Metin:
Ama hiç kimse çıkıp şunu demiyor, “sen cezaevinden örgüt yönetiyorsan yeniden bir soruşturmaya uğrayacaksın, yeniden bir 25 yıl alacaksın, yeniden bir 25 yıl alırsan 2024 de tahliye edilemezsin, bir 25 yıl daha yatarsın, bir 25 yıl daha yatınca sen terörist kimliğinle kalırsın, siyasal kimliğe dönemezsin çıkınca.  Bunu HDP demiyor, bunu CHP demiyor, bunu MHP demiyor, bunu AKP demiyor. AİHM si “örgüt yönetiyor” diyor. Yoksa alacaksın bu kararı soruşturma yapacaksın, soruşturma yaptığında o zaman  2007 den 2016 ya kadar ki iktidarları doğrudan teröre iştirakten mahkûm edeceksin.  Muhalefet bunu yapamıyorsa, o zaman Türkiye’de hukuk nerede? Adalet nerede? Hukuk kimi koruyor? Adalet kimi koruyor? Veya çözüm denilen kimin sorununu çözüyor, iktidarın  sorununu çözüyor, terörist kimliği  olanların sorununu  çözüyor. Halkın hiçbir sorunu çözülmüyor. Keşke halkın yaşadığı  sorunları çözsek, keşke; Doğudaki, Güneydoğudaki insanların yaşadığı  sorunları çözsek, asla yok.
Eğer öyle bir boyut olsa bu gün şu koşullarda bile yeni anayasa çıkarılana kadar bakın daha çabuk bir örnek vereyim. Bir vatana ihanetten Erdoğan’a soruşturma açabilirsiniz. Ama bu gün Öcalan’a soruşturma açamıyorsunuz, o çıkardıkları çözüm yasası sorunsuz maddesi yüzünden, işte başvurdum. O kararı aldım. Kararı koyduğum hiçbir siyasi partiden hiçbir tepki almadım. Cumhurbaşkanınızı vatana ihanetten yargılayabildiğiniz bir ülkede terörden dolayı cezaevinde bulunan bir kimseyi vatana ihanetten yargılayamayan bir ülkede nasıl bir hukuk, nasıl bir adalet var ben size sorayım.
Şimdi yeni anayasa sürecinde iktidar kendini bu sorumluluklardan arındıracak hükümler getirecek, dolayısıyla Öcalan’a bırakın 25 yıl için yeni bir soruşturmayı, o soruşturma açılmayacak, yeni bir soruşturma açılmayacak AİHM si rafta kalacak. Yaptığım başvuru nedeniyle ortaya çıkan dosya bütün siyasi partilerin bilgisine sunduğum bir dosya ve bu arada tekrar ediyorum, keşke halkın yaşadığı sorunlar çözülse, bakın Güneydoğu’da şimdi çocuklar ölüyor, hiç kimse çocukların ölmesini istemiyor. Halkın özgürlüğünü isteyen örgüt dünyada halkı için, özgürlük için mücadele eden örgütlere bakın; örgütlerin analizi anlamında şunu ortaya koyalım.

Yapılacak iş:
Öcalan'a soruşturma açılması ve hukuk üzerine yapılan konuşmayı, son cümlesinin ardından devam ettirin. Liste bu işte hiçbir rol oynamaz.

Veri satırları:

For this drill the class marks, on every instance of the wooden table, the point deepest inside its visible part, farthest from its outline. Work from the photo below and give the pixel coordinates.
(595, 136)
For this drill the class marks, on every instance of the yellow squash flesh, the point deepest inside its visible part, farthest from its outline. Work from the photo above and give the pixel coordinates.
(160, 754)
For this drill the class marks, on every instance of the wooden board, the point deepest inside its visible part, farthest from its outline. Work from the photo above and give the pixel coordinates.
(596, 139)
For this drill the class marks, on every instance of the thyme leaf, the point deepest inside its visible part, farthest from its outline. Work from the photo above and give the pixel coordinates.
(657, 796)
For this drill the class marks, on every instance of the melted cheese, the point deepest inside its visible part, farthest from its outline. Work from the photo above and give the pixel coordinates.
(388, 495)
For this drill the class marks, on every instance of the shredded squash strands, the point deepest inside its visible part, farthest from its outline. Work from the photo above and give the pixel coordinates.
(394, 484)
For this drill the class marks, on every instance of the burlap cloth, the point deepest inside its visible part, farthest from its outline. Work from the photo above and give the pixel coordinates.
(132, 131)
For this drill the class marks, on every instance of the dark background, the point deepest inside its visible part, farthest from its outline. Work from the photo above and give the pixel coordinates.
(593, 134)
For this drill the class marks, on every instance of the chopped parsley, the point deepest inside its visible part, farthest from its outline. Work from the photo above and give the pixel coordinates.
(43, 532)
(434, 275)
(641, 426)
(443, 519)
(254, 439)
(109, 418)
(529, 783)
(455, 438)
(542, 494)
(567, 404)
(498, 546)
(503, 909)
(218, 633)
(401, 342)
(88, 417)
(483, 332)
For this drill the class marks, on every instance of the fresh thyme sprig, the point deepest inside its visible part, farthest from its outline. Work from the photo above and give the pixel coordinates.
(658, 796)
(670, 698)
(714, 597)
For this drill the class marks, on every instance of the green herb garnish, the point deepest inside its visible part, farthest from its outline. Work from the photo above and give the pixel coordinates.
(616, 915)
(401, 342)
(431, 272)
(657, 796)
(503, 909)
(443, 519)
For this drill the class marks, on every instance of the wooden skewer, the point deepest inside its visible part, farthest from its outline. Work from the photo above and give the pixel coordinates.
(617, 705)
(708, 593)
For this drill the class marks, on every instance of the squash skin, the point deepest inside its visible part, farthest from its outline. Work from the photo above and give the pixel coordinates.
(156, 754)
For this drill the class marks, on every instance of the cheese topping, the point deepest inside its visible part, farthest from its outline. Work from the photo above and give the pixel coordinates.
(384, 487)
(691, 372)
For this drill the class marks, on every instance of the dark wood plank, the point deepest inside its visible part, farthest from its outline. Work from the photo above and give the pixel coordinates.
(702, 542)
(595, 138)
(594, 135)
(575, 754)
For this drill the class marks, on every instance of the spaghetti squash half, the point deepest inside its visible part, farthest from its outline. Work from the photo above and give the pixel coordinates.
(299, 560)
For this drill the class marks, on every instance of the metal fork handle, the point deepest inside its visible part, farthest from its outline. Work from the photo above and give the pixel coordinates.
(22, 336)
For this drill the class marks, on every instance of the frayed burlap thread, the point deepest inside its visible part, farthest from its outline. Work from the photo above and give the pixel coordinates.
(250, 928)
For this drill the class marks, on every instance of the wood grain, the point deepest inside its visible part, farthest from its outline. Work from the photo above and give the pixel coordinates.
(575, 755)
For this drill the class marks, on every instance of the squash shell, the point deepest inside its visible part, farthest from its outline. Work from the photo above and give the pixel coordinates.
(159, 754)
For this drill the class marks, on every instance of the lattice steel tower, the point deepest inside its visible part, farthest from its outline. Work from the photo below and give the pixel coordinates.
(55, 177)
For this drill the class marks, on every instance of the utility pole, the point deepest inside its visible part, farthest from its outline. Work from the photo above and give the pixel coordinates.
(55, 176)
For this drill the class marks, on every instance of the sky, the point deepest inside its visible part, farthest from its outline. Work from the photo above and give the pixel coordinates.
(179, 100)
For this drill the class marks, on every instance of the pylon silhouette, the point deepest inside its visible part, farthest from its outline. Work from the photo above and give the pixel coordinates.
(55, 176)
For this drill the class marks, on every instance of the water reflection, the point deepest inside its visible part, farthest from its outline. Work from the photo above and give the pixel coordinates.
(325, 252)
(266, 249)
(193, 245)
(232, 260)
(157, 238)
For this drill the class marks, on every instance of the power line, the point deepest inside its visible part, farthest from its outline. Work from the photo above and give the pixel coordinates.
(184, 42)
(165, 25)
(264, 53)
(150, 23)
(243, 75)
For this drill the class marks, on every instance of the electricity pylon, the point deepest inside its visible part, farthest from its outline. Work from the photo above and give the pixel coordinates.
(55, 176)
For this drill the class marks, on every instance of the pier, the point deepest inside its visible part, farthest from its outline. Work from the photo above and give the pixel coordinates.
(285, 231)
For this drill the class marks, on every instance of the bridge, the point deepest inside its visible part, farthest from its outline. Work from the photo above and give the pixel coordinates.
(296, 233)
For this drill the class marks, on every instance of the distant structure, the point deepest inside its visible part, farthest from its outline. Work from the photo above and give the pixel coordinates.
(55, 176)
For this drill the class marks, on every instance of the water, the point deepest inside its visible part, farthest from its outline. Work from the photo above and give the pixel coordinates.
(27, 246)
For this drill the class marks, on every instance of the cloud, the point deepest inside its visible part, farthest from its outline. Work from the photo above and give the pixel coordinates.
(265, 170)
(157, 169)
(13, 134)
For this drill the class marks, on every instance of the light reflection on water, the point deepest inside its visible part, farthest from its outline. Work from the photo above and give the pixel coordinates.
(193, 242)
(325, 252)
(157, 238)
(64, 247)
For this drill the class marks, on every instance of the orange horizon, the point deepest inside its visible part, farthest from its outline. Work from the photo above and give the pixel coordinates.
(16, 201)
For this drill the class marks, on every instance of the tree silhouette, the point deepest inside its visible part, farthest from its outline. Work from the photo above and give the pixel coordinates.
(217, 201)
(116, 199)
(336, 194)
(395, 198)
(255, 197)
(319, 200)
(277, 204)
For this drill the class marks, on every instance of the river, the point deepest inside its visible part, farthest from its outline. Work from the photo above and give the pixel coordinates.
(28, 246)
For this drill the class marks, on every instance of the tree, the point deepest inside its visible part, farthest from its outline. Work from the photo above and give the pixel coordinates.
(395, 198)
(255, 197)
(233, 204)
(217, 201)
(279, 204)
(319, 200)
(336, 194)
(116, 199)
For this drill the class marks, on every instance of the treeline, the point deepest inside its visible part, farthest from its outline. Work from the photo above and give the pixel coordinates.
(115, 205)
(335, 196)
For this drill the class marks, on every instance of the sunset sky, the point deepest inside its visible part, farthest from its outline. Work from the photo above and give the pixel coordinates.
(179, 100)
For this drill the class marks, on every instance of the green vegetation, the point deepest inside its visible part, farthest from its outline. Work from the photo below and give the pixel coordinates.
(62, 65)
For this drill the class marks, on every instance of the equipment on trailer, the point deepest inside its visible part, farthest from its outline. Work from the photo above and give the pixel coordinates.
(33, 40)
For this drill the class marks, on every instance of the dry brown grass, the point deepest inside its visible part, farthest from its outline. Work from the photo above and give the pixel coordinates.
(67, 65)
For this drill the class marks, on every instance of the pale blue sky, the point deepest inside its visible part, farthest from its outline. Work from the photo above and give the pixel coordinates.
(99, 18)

Çıktı:
Dünyada çocukları birinci sırada silahlandıran ve dağa kaldıran, kaçıran kimdir, dersem ne dersiniz, birinci sırada yer alan PKK, çocukları en çok dağa kaldıran, en çok silahlandıran örgüt, nerede şimdi; nerede çocuk, kuruluşları çocuk haklarını savunanlar. Hiçbir çocuk sömürülmesin, hiç kimse ölmesin, ama çocukların hayatını karartanlar nasıl bir özgürlük mücadelesi veriyor veya nasıl bir hukuk nasıl bir adalet.
Şimdi böyle bir yapıda az önce söylediğim anayasada yeni anayasa sürecinde tüm ülkeye AKP ye o boyutları getirecek, HDP ye aynen 2010 daki işbirliğinin bir ileri adımı işbirliği, yeni soruşturma zaten açılmıyor, kimse de açmayacak bundan sonra, açılmasına engel yok, ama açılmıyor. Açmadığınızda en geç 25 yılda tahliye edeceksiniz, o 25 yılı 20 yıla çekebilirsiniz, bu aynen 2010 da da her siyasal kazanım için Doğudaki, Güneydoğudaki halka gözünü yuman bir yapı vardı siyasal yapı. “Yeter ki ben bir siyasal kazanım elde edeyim” diye Doğu ve Güneydoğu 12 ilden daha beter hale getirildi; şimdi daha da beter hale getirilecek. Yeni anayasa için bir beş yıl erken tahliye için o karşılıklı alışverişle şimdi ortaya çıkan şu, bu arada bir partinin kurultay bildirgesinde eşit vatandaşlık kavramı yer aldı.
Şimdi Türkiye’de eşitliğe aykırı asla söz söylemesini ben de istemem. Hiçbirimiz de burada eşitliğe aykırı, eşitliğe karşı söylem kullanmayız. Hükümet değişiklik esas ama bakın eşit haklardan bahsedilmiyor. Türkiye’de yaşayan herkes eşit haklara sahip olmalı, kadın, erkek veya hangi etnik kimliğe sahip olursa olsun, burada eşit vatandaşlıktan bahsediliyor. Eşit vatandaşlık eşittir, önce farklılaştırmak, yani ulus kimliğini kaldırmak, ulus kimliğini kaldırdıktan sonra farklı kimlikleri eşit hale getirmek. Ulus devlet kimliğinizi ortadan kaldırdığınızda, tek bir millet, tek bir ulus boyutunu artık anayasanın ilk dört maddesine sahipleniyorum, dönemi yok. Eşit vatandaşlığın en öz tanımı budur. Doğrudur dersiniz, eğridir desiniz ama en öz tanımı bu, eşit vatandaşlık eşit haklarla vatandaşlık değil. Elbette eşit haklarla vatandaşlık olacak. Ama eşit vatandaşlık farklılaştırarak eşit kılmak yani ulus devlete yani millet esasına anayasada son vermek demek. Bunun kısaca hukuksal tanımı böyle.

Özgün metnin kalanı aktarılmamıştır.